Challenge: Scale the material below by rewriting every line in full, requests included. Multiply each coordinate in the answers by 0.7 and round to the nearest whole number, with halves rounded up; leave the numbers in the requests and their format samples unchanged.

Stored data:

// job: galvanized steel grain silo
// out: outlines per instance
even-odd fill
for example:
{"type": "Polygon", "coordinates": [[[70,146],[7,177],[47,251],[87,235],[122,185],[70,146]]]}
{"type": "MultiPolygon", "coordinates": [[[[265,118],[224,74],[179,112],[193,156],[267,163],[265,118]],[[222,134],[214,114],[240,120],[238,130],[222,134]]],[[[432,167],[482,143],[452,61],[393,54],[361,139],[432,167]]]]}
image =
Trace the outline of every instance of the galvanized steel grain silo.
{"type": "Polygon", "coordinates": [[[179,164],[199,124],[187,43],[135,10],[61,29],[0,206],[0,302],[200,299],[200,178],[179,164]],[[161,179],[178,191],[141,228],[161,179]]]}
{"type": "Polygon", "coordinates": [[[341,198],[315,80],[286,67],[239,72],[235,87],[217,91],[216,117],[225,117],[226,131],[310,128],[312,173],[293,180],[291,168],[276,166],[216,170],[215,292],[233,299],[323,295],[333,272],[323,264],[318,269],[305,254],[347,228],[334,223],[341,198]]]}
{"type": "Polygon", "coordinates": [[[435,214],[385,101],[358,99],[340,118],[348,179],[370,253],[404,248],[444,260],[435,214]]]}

Written answer:
// job: galvanized steel grain silo
// out: outlines per instance
even-odd fill
for example:
{"type": "Polygon", "coordinates": [[[70,146],[7,177],[47,251],[87,235],[122,185],[70,146]]]}
{"type": "MultiPolygon", "coordinates": [[[[265,118],[224,74],[179,112],[193,156],[267,163],[265,118]],[[222,134],[214,114],[240,120],[238,130],[222,134]]],[[[432,167],[482,143],[452,61],[393,54],[361,139],[432,167]]]]}
image =
Trace the outline of every instance of the galvanized steel grain silo.
{"type": "Polygon", "coordinates": [[[125,115],[139,87],[131,30],[95,7],[43,20],[0,144],[0,211],[140,209],[140,125],[125,115]],[[113,125],[125,134],[99,160],[113,125]]]}
{"type": "Polygon", "coordinates": [[[239,139],[221,56],[200,47],[167,50],[165,61],[152,64],[151,82],[158,82],[158,92],[217,90],[218,121],[205,126],[204,118],[193,116],[151,119],[151,204],[163,209],[226,207],[233,190],[226,185],[223,188],[214,178],[243,160],[234,156],[239,139]]]}
{"type": "Polygon", "coordinates": [[[305,150],[270,71],[251,69],[238,83],[244,125],[259,177],[283,174],[311,182],[305,150]]]}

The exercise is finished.